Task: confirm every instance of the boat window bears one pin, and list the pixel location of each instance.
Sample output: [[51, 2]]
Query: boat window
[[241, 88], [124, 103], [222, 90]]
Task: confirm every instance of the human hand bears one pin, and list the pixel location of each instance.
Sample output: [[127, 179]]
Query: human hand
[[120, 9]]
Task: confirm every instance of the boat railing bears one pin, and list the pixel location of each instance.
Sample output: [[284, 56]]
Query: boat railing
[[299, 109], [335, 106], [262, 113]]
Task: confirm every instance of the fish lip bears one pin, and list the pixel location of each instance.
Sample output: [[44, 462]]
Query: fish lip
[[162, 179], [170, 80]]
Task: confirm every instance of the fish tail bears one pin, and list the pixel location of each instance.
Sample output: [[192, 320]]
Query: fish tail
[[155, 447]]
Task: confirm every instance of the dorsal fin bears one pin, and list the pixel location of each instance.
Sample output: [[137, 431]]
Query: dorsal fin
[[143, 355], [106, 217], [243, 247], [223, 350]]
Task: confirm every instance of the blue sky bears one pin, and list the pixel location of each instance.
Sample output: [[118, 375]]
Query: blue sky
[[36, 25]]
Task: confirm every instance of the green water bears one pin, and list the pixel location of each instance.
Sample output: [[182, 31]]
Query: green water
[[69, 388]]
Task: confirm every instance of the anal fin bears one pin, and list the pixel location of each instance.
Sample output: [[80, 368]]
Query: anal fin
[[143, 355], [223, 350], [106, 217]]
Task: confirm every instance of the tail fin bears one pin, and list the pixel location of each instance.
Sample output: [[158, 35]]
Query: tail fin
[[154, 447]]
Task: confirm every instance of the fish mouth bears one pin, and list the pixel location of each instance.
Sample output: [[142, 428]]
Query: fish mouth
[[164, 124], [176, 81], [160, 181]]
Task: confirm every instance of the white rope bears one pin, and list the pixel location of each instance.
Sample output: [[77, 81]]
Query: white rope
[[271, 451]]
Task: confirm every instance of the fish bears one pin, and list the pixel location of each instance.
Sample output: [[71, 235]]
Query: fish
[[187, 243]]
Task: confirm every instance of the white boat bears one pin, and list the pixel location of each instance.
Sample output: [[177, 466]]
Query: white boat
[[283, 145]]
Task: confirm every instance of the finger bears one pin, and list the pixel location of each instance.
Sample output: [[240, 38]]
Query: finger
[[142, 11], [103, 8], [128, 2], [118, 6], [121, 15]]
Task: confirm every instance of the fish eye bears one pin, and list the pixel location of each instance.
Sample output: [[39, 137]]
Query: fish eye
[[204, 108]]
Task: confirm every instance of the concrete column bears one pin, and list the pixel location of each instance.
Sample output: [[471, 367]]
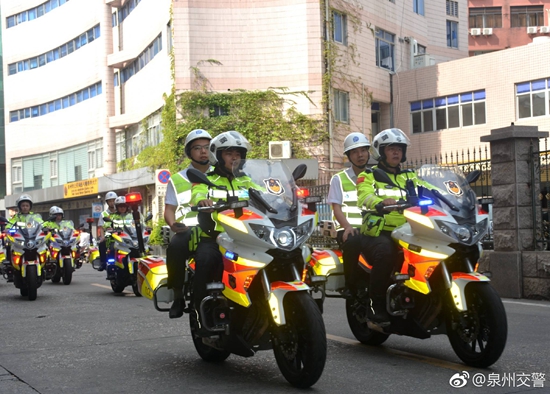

━━━━━━━━━━━━━━━━━━━━━━━━━━━━━━

■ **DIRECTION**
Reproduce the lines of the records verbatim, starting at the line that contains "Task: confirm every instance of the boat railing" and ending at the line that contains "[[299, 109], [335, 106], [262, 113]]", including both of those lines.

■ **WRITTEN RESPONSE**
Task: confirm every instance of the boat railing bears one pin, and list the pixel location of each instance.
Sample output: [[284, 56]]
Query: boat railing
[[299, 109], [335, 106], [262, 113]]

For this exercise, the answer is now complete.